Data extracted from a collection
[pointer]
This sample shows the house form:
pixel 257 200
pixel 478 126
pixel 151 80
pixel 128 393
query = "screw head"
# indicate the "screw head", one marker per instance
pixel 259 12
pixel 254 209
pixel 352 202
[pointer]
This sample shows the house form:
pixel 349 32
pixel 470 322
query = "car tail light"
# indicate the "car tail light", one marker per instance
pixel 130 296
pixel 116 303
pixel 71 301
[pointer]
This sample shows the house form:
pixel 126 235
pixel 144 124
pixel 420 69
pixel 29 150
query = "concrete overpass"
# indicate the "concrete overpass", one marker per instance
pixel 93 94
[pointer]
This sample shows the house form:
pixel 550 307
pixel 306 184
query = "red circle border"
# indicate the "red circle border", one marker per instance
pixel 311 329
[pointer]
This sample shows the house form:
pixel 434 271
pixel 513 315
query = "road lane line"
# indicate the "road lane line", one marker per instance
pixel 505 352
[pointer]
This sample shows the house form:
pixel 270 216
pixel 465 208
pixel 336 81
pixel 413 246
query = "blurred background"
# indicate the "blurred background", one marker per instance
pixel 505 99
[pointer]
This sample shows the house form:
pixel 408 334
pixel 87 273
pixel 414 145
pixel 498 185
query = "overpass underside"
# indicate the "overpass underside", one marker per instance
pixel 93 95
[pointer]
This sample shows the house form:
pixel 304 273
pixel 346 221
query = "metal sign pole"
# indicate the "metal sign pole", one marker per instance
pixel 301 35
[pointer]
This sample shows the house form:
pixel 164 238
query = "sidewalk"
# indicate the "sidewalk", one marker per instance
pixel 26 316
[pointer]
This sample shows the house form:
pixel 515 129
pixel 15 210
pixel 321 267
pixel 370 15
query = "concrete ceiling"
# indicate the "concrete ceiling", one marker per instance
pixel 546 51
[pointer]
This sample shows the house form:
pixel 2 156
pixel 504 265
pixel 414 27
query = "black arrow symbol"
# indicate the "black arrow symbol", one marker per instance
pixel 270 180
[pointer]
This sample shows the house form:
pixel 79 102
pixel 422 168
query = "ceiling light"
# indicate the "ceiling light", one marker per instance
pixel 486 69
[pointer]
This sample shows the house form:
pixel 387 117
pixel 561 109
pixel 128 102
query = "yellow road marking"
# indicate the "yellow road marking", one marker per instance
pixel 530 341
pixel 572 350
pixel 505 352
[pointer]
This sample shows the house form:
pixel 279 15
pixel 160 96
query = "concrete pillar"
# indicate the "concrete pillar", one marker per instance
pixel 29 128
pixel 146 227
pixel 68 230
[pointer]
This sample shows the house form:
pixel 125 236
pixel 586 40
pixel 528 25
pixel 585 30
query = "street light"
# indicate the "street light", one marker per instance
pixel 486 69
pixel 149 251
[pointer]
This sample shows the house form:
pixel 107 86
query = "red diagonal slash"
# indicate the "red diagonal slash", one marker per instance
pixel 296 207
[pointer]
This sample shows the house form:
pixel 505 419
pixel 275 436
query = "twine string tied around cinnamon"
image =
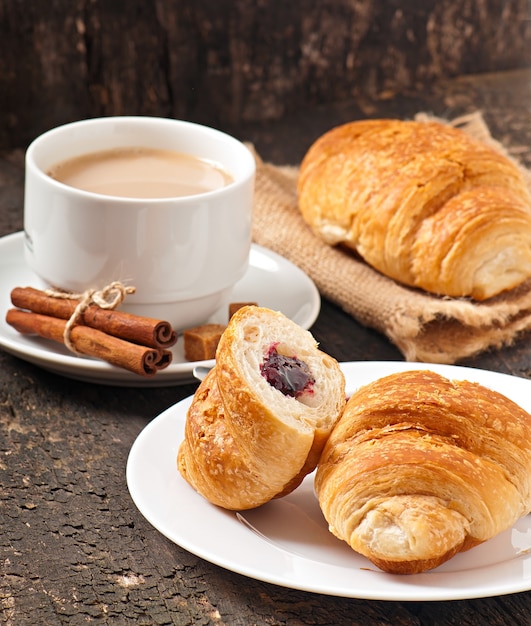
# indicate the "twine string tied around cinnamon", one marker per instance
pixel 109 297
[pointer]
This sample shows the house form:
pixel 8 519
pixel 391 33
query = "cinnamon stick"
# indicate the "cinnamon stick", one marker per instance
pixel 142 360
pixel 145 331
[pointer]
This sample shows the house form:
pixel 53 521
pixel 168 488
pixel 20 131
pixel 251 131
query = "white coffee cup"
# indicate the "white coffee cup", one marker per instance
pixel 182 254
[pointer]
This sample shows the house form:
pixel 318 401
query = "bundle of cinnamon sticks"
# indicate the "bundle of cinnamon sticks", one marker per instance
pixel 138 344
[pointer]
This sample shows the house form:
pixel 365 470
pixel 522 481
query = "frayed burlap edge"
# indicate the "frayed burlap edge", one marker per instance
pixel 424 327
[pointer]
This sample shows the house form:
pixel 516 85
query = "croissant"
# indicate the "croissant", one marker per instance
pixel 419 468
pixel 421 202
pixel 258 422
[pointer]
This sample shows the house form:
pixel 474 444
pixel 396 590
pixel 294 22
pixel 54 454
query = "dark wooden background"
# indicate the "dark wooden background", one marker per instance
pixel 73 548
pixel 227 63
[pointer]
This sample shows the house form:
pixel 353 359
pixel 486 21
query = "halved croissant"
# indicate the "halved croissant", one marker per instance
pixel 258 422
pixel 419 468
pixel 421 202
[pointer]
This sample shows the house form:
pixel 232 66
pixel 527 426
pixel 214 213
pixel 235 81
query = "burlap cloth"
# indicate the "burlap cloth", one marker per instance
pixel 424 327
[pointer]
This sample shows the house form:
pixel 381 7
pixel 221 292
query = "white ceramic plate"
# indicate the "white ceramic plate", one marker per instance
pixel 271 281
pixel 286 542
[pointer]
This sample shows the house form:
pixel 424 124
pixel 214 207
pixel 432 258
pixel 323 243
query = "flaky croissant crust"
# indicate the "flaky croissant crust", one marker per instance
pixel 421 202
pixel 245 441
pixel 419 468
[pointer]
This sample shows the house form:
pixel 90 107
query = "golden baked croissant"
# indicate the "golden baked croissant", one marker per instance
pixel 419 468
pixel 421 202
pixel 258 422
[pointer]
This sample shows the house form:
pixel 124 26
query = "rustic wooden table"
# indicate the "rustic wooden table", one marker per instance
pixel 73 547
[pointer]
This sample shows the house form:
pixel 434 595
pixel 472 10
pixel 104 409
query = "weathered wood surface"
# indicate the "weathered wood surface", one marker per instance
pixel 225 62
pixel 73 547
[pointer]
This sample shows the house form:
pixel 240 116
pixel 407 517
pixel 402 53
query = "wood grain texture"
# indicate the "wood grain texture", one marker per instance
pixel 73 547
pixel 227 62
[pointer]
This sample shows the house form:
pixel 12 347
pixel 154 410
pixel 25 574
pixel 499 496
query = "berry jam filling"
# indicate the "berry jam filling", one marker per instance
pixel 288 374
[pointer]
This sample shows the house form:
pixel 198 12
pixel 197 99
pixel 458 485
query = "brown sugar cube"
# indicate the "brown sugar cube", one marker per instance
pixel 200 343
pixel 234 306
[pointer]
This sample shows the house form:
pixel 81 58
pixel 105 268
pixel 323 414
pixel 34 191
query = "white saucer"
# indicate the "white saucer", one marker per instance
pixel 271 281
pixel 287 542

» **Exercise**: Each line above should be written out again unchanged; no images are to be carried over.

» **Completed exercise**:
[pointer]
This sample shows the house form:
pixel 257 200
pixel 478 126
pixel 151 80
pixel 128 393
query = "screw head"
# indicate the "screw head", one marker per instance
pixel 259 12
pixel 254 209
pixel 352 202
[pointer]
This sample shows the house form:
pixel 349 32
pixel 470 322
query = "car tail light"
# indicate the "car tail light", one marker per instance
pixel 130 296
pixel 116 303
pixel 71 301
[pointer]
This sample shows the house form:
pixel 126 235
pixel 144 124
pixel 420 69
pixel 29 150
query = "concrete overpass"
# indicate the "concrete overpass", one marker per instance
pixel 93 94
[pointer]
This sample shows the house form:
pixel 550 307
pixel 306 184
query = "red circle border"
# indicate the "red circle border", one marker per instance
pixel 311 329
[pointer]
This sample shows the house form:
pixel 434 271
pixel 513 315
query = "road lane line"
# indicate the "road lane line", one marker per instance
pixel 505 352
[pointer]
This sample shows the house form:
pixel 270 216
pixel 465 208
pixel 336 81
pixel 413 246
query = "blurred background"
# indicate the "blurred background", one marker per instance
pixel 505 99
[pointer]
This sample shows the house form:
pixel 408 334
pixel 87 273
pixel 414 145
pixel 498 185
query = "overpass underside"
# indicate the "overpass underside", one marker per instance
pixel 93 95
[pointer]
This sample shows the house form:
pixel 304 273
pixel 346 221
query = "metal sign pole"
# indicate the "metal sign pole", one marker per instance
pixel 301 35
[pointer]
This sample shows the house form:
pixel 164 238
query = "sidewalk"
# indicate the "sidewalk", one marker per instance
pixel 26 316
[pointer]
This sample shows the house form:
pixel 515 129
pixel 15 210
pixel 321 267
pixel 370 15
query = "concrete ceiling"
# indicate the "concrete ceiling", one marker per instance
pixel 546 51
[pointer]
This sample shows the house form:
pixel 2 156
pixel 504 265
pixel 414 27
query = "black arrow symbol"
# indicate the "black arrow symbol", one marker per instance
pixel 270 180
[pointer]
This sample shows the house form:
pixel 79 102
pixel 422 168
query = "ceiling light"
# indicate the "ceiling light", one marker per instance
pixel 486 69
[pointer]
This sample shows the house form:
pixel 387 117
pixel 561 109
pixel 128 102
query = "yellow road marking"
# indicate the "yellow road marking", one marker per instance
pixel 530 341
pixel 572 350
pixel 505 352
[pointer]
This sample shows the house form:
pixel 279 15
pixel 160 96
query = "concrete pillar"
# indicate the "concrete pillar", one marker per instance
pixel 29 128
pixel 146 227
pixel 68 230
[pointer]
This sample shows the house form:
pixel 125 236
pixel 586 40
pixel 528 25
pixel 585 30
query = "street light"
# indicate the "street light", one marker per instance
pixel 486 69
pixel 149 251
[pointer]
This sample shows the house form:
pixel 107 86
query = "red diagonal slash"
# indicate the "red diagonal slash", one marker per instance
pixel 296 207
[pointer]
This sample shows the house form:
pixel 505 419
pixel 275 436
query = "twine string tied around cinnamon"
image =
# indicate the "twine string tied around cinnamon", one marker per instance
pixel 109 297
[pointer]
This sample shows the house form:
pixel 8 519
pixel 391 33
query = "cinnamon stick"
# indicate the "cinnamon stick", one marker per instance
pixel 142 360
pixel 145 331
[pointer]
This sample shows the house form:
pixel 53 521
pixel 168 488
pixel 20 131
pixel 251 131
query = "white coffee cup"
# indicate the "white coffee cup", one marker per instance
pixel 182 254
[pointer]
This sample shows the house form:
pixel 318 401
query = "bundle of cinnamon sticks"
# indicate the "bundle of cinnamon sticks", one marker per instance
pixel 138 344
[pointer]
This sample shows the house form:
pixel 365 470
pixel 522 481
query = "frayed burlap edge"
# indicate the "frayed burlap edge", one marker per instance
pixel 424 327
[pointer]
This sample shows the house form:
pixel 516 85
query = "croissant"
# indicate the "croissant", one marker per instance
pixel 419 468
pixel 421 202
pixel 258 422
[pointer]
This sample shows the house form:
pixel 474 444
pixel 396 590
pixel 294 22
pixel 54 454
query = "dark wooden background"
# indicate the "dark wooden background", one marker per instance
pixel 73 548
pixel 227 63
[pointer]
This sample shows the house form:
pixel 353 359
pixel 486 21
query = "halved croissant"
# indicate the "halved croissant", one marker per instance
pixel 258 422
pixel 419 468
pixel 421 202
[pointer]
This sample shows the house form:
pixel 232 66
pixel 527 426
pixel 214 213
pixel 235 81
query = "burlap cloth"
# indicate the "burlap cloth", one marker per instance
pixel 424 327
[pointer]
This sample shows the house form:
pixel 381 7
pixel 221 292
query = "white ceramic plate"
# indicate the "white ceramic plate", one marker per instance
pixel 271 281
pixel 286 542
[pointer]
This sample shows the house form:
pixel 424 124
pixel 214 207
pixel 432 258
pixel 323 243
query = "flaky croissant crust"
# indicate the "flaky croissant crust", one marker per instance
pixel 421 202
pixel 245 441
pixel 419 468
[pointer]
This sample shows the house form:
pixel 90 107
query = "golden baked croissant"
# indicate the "golden baked croissant", one marker per instance
pixel 419 468
pixel 421 202
pixel 258 422
[pointer]
This sample shows the house form:
pixel 124 26
query = "rustic wooden table"
# indicate the "rustic wooden table", one marker per instance
pixel 73 547
[pointer]
This sample shows the house form:
pixel 434 595
pixel 472 10
pixel 104 409
query = "weathered wood surface"
# indicate the "weathered wood surface", one marker per instance
pixel 225 62
pixel 73 547
[pointer]
This sample shows the house form:
pixel 240 116
pixel 407 517
pixel 402 53
query = "wood grain texture"
# indicate the "wood grain texture", one marker per instance
pixel 73 547
pixel 227 62
[pointer]
This sample shows the house form:
pixel 12 347
pixel 154 410
pixel 25 574
pixel 499 496
query = "berry jam filling"
# indicate the "berry jam filling", one marker per instance
pixel 288 374
[pointer]
This sample shows the house form:
pixel 198 12
pixel 197 99
pixel 458 485
query = "brown sugar cube"
# indicate the "brown sugar cube", one marker per instance
pixel 200 343
pixel 234 306
[pointer]
This sample shows the house form:
pixel 81 58
pixel 105 268
pixel 323 414
pixel 34 191
query = "white saucer"
# indicate the "white saucer", one marker per instance
pixel 271 281
pixel 287 542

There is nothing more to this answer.